▸ **Text shown**:

2

I have a sql data (table) which consists of n number of columns, but 3 are of particular interest

claim_id patient_id admission_date
1 p_1 2001-01-01
2 p_2 2001-02-01
3 p_1 2001-01-01
4 p_3 2001-02-02
5 p_2 2001-03-01
6 p_2 2001-04-01
7 p_1 2001-04-01

What I want is remove first row (based on admission_date) of every patient_id. In case there are two rows for any patient on his/her first date of admission (e.g. patient_id = p_1 having 2 rows 1 & 3 with same dates of admission) then remove all those rows; and get an output like this

claim_id patient_id admission_date
5 p_2 2001-03-01
6 p_2 2001-04-01
7 p_1 2001-04-01

I am not very well conversant with sql, but I can do that easily in R using duplicated. Is something like that, a memory efficient (I have to filter 10 million rows at least) is available in POSTGRESQL?

What I have tried? Basically nothing in sql. If that data was of less size I could have exported it in R and have done my analysis there.

Please help.

AnilGoyal
  • 25,297
  • 4
  • 27
  • 45
  • Claim_id is a primary key? {patient_id,admission_date} is a unique? – wildplasser Jul 21 '21 at 09:26
  • Yes @wildplasser, claim_id is unique identifier key in this transaction table. `patient_id` + `admission_date` combination may not be unique, but if that is the condition, we can safely exclude all rows falling on first date of admission of that patient_id – AnilGoyal Jul 21 '21 at 09:28
  • If there happens to be only one record for a patient_id: do you want to suppress that, too? – wildplasser Jul 21 '21 at 09:32
  • yes like `patient_id` `p_3` has only 1 claim and I don't want that in output – AnilGoyal Jul 21 '21 at 09:34

2 Answers2

1

You can use window functions for that:

select claim_id, patient_id, admission_date
from (
  select claim_id, patient_id, admission_date, 
         dense_rank() over (partition by patient_id order by admission_date) as rn
   from the_table
) t 
where rn > 1;

dense_rank() creates sequential numbers for each patient_id sorted by the admission_date. If two rows have the same admission_date, they will get the same "rank". The WHERE clause in the outer query simply removes the "first" row for each patient.

▸ **Recorded information**:
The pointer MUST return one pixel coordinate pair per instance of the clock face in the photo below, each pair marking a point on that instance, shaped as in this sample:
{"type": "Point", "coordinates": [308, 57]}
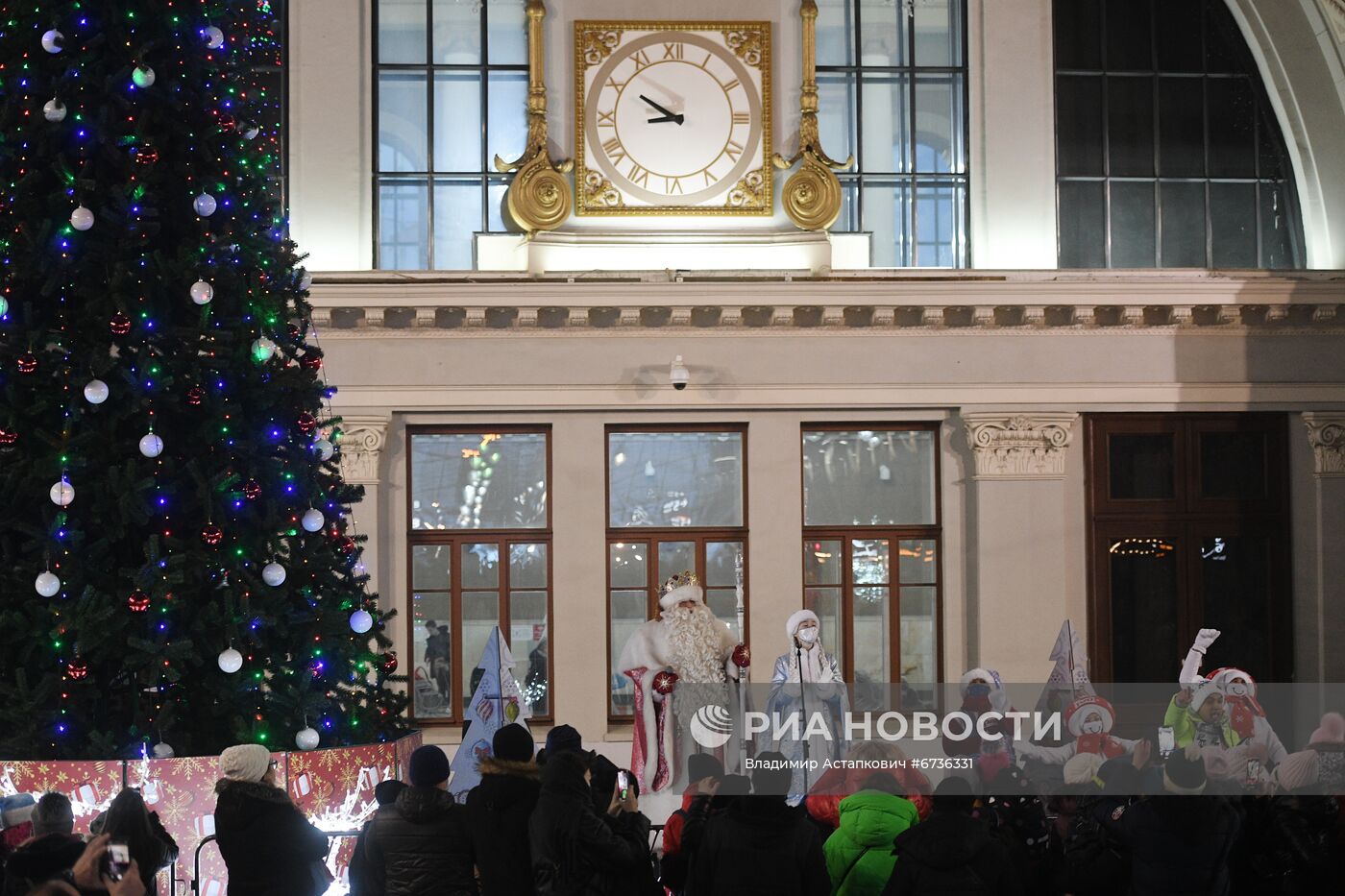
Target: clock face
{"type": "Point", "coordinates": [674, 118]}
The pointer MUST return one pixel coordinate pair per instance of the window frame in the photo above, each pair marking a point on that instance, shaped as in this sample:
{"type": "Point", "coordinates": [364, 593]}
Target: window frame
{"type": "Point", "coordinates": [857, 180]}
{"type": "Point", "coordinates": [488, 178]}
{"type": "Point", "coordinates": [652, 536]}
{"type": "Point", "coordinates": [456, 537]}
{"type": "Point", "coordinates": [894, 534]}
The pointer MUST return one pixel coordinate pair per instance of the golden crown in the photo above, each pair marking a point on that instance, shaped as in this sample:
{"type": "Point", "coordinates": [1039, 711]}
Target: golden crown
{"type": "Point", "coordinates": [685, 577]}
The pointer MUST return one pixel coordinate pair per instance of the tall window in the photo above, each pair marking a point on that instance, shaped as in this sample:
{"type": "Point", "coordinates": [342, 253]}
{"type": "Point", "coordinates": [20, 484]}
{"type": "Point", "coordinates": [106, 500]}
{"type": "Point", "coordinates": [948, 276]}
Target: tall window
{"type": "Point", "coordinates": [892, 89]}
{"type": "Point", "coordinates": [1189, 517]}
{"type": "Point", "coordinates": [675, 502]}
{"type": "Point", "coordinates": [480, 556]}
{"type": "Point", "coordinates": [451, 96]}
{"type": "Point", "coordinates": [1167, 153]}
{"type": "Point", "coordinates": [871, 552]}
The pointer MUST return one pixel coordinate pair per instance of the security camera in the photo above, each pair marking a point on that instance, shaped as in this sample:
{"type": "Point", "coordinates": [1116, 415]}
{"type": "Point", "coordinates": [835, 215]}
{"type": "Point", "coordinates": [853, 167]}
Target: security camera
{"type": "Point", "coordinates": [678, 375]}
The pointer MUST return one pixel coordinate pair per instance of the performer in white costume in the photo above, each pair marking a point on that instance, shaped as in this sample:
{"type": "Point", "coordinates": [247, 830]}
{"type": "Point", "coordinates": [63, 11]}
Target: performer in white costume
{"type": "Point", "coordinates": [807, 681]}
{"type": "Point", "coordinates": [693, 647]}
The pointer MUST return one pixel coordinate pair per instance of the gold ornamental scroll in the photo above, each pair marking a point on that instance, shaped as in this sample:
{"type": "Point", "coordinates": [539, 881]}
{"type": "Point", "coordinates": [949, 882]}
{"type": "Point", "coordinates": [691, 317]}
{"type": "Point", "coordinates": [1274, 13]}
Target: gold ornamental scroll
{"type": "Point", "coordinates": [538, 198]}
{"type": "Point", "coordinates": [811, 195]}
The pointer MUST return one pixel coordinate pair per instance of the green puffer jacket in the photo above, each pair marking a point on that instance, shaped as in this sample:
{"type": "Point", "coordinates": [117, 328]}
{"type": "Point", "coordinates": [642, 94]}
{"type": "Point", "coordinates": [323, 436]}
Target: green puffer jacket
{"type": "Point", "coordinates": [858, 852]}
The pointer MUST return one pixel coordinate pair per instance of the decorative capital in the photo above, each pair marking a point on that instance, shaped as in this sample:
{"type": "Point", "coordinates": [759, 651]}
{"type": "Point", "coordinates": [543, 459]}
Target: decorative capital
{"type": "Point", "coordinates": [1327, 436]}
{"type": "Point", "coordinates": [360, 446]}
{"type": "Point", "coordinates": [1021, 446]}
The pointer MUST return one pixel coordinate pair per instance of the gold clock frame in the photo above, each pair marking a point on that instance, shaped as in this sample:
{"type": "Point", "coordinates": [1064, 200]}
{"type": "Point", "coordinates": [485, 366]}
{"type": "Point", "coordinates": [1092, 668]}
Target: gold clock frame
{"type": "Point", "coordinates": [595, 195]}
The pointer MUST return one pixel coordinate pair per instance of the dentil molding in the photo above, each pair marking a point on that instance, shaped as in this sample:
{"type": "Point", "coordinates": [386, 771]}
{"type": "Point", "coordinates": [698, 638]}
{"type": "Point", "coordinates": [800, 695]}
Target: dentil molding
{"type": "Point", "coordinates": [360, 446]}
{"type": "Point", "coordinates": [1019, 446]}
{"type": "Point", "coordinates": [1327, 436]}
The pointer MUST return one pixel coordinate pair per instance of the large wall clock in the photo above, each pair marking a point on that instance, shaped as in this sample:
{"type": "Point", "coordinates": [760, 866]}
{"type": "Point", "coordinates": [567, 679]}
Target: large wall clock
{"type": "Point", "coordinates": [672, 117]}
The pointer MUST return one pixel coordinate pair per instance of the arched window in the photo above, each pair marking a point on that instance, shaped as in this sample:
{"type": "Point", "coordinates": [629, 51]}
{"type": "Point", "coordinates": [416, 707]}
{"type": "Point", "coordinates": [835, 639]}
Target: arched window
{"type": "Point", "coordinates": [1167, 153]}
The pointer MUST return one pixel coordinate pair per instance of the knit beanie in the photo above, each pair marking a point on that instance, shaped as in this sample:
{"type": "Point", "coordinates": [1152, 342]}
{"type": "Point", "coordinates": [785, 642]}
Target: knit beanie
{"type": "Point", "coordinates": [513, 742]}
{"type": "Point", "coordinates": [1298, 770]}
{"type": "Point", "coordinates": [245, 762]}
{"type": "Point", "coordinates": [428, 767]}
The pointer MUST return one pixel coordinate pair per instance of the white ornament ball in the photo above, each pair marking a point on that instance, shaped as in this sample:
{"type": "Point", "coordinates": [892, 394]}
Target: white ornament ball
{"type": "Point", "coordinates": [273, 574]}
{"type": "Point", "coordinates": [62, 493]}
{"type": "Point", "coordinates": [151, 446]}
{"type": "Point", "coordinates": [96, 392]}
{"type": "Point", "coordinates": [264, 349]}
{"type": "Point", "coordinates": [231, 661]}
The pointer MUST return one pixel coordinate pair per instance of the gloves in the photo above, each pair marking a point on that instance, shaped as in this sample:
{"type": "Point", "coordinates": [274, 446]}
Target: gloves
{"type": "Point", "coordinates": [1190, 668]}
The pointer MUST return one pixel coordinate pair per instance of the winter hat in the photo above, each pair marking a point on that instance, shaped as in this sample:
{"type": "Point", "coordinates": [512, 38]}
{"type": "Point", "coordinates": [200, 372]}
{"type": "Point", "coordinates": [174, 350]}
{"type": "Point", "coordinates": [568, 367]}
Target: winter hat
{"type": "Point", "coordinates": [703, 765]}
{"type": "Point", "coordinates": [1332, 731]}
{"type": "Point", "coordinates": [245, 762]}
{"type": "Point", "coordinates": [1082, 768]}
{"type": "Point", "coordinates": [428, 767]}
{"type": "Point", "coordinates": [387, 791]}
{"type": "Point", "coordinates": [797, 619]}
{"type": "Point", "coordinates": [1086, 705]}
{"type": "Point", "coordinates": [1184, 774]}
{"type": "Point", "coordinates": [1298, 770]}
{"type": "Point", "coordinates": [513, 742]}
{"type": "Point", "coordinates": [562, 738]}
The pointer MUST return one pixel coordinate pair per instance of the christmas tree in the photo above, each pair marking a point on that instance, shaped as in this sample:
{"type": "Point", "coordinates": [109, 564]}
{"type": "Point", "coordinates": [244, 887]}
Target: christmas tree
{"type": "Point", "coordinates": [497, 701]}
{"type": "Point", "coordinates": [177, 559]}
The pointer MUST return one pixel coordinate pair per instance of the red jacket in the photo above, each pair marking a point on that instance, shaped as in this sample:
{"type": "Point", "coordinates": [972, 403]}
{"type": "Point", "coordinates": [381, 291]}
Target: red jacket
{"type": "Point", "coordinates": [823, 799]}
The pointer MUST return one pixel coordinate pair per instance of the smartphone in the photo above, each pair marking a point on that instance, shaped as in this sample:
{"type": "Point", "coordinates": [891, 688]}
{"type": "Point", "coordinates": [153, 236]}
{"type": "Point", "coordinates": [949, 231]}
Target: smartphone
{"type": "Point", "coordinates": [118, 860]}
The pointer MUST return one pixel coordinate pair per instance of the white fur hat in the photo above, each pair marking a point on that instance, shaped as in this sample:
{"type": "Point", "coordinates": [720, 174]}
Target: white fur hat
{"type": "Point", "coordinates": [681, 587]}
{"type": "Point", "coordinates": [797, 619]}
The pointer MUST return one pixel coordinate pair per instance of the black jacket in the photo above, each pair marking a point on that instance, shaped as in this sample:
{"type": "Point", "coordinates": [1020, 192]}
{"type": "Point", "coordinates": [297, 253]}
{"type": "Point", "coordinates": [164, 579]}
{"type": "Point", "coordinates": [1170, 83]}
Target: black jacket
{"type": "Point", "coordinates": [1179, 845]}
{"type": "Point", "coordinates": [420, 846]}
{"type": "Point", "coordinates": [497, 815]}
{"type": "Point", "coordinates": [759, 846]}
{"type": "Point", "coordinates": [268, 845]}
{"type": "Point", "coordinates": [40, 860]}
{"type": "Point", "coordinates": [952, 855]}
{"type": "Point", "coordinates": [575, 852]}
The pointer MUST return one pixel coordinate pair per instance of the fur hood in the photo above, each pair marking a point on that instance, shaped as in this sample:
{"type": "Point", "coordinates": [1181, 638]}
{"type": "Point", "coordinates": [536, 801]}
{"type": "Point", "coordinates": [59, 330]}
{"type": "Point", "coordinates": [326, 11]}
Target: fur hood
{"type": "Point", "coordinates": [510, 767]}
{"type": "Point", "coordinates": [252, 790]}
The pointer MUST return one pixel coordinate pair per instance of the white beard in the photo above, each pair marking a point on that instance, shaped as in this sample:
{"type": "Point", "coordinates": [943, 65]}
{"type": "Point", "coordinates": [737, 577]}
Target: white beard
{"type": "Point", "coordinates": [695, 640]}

▸ **Work request 1**: In the forum thread, at least how many rows does the asker need to filter?
▸ **Work request 2**: From the forum thread, extract the passage starting at "What I want" and ending at "my analysis there.".

▸ **Task output 1**: At least 10 million rows.

▸ **Task output 2**:
What I want is remove first row (based on admission_date) of every patient_id. In case there are two rows for any patient on his/her first date of admission (e.g. patient_id = p_1 having 2 rows 1 & 3 with same dates of admission) then remove all those rows; and get an output like this

claim_id patient_id admission_date
5 p_2 2001-03-01
6 p_2 2001-04-01
7 p_1 2001-04-01

I am not very well conversant with sql, but I can do that easily in R using duplicated. Is something like that, a memory efficient (I have to filter 10 million rows at least) is available in POSTGRESQL?

What I have tried? Basically nothing in sql. If that data was of less size I could have exported it in R and have done my analysis there.